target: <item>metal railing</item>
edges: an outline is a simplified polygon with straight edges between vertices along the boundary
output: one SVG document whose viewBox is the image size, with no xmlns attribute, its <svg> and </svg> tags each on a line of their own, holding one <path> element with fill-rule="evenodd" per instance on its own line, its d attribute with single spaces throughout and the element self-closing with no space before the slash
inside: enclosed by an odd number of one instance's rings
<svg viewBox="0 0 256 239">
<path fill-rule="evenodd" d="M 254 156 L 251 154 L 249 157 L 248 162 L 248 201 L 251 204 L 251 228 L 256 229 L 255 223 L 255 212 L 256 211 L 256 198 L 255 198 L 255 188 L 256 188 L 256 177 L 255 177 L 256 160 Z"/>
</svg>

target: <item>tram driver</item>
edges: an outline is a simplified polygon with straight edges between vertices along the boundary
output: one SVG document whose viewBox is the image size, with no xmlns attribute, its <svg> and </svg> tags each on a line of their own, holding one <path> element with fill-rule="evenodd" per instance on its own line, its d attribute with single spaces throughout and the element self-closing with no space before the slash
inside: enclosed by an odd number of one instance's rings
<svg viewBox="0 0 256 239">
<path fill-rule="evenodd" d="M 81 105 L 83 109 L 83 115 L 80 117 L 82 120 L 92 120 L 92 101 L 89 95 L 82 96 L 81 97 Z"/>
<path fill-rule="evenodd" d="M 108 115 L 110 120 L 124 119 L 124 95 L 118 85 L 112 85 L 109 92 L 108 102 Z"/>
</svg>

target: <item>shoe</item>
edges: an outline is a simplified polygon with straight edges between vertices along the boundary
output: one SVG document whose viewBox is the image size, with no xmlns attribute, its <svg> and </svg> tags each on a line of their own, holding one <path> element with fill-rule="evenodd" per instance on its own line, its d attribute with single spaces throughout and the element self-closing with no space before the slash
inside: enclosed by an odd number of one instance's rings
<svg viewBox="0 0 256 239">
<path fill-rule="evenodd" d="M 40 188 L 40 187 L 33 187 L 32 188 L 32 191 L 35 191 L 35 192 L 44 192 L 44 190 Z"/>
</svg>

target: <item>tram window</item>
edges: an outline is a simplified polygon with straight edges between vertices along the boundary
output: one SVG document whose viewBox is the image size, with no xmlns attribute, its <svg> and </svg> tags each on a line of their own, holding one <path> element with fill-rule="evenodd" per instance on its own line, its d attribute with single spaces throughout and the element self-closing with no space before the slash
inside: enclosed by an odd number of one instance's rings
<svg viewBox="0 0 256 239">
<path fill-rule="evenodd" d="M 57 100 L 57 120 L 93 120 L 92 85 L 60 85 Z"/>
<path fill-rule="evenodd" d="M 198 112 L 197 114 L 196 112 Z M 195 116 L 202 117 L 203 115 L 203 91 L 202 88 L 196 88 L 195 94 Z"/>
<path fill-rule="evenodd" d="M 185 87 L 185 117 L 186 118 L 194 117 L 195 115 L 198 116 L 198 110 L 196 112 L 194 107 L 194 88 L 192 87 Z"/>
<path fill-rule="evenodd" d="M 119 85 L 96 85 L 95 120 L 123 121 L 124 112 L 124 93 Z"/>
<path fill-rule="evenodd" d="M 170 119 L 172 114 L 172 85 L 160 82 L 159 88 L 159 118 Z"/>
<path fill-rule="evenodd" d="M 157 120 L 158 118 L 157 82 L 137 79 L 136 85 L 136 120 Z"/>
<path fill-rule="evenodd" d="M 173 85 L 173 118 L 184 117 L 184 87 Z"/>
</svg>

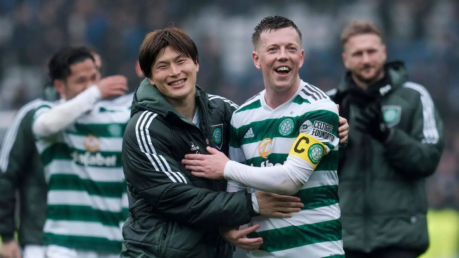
——
Given problem
Reproduce the listing beginning at the line that contains "target: <item>shoe</item>" and stopping after the last line of the listing, substituting "border" for "boundary" and leaving everything else unchanged. Do not include the pictures.

Result
target: <item>shoe</item>
edges: an outline is a simplified polygon with straight edges between vertices along the border
output: one SVG document whose viewBox is the image size, with no xmlns attribute, its <svg> and </svg> tags each on a line of their own, holding one <path> element with fill-rule="evenodd" per instance on its own line, its d attribute with single spaces throughout and the element self-closing with no space before the slash
inside: enclosed by an odd number of one instance's rings
<svg viewBox="0 0 256 239">
<path fill-rule="evenodd" d="M 40 188 L 40 187 L 33 187 L 32 188 L 32 191 L 35 191 L 35 192 L 44 192 L 44 190 Z"/>
</svg>

target: <item>tram window</item>
edges: an outline is a simplified polygon with straight edges between vertices along the border
output: one SVG document whose viewBox is the image size, with no xmlns attribute, its <svg> and </svg> tags each on a line of their own, holding one <path> element with fill-rule="evenodd" per instance on its own line, its d attribute with single spaces throughout and the element self-closing with no space before the slash
inside: enclosed by an odd number of one instance's rings
<svg viewBox="0 0 256 239">
<path fill-rule="evenodd" d="M 57 100 L 57 120 L 93 120 L 92 85 L 60 85 Z"/>
<path fill-rule="evenodd" d="M 198 112 L 197 114 L 196 112 Z M 195 116 L 202 117 L 203 115 L 203 91 L 202 88 L 196 88 L 195 94 Z"/>
<path fill-rule="evenodd" d="M 185 87 L 185 117 L 186 118 L 194 117 L 195 115 L 198 116 L 198 110 L 196 112 L 194 107 L 194 88 L 192 87 Z"/>
<path fill-rule="evenodd" d="M 119 85 L 96 85 L 95 120 L 123 121 L 124 112 L 124 93 Z"/>
<path fill-rule="evenodd" d="M 170 119 L 172 114 L 172 85 L 160 82 L 159 88 L 159 118 Z"/>
<path fill-rule="evenodd" d="M 157 120 L 158 118 L 157 82 L 137 79 L 136 85 L 136 120 Z"/>
<path fill-rule="evenodd" d="M 173 85 L 173 118 L 184 117 L 184 87 Z"/>
</svg>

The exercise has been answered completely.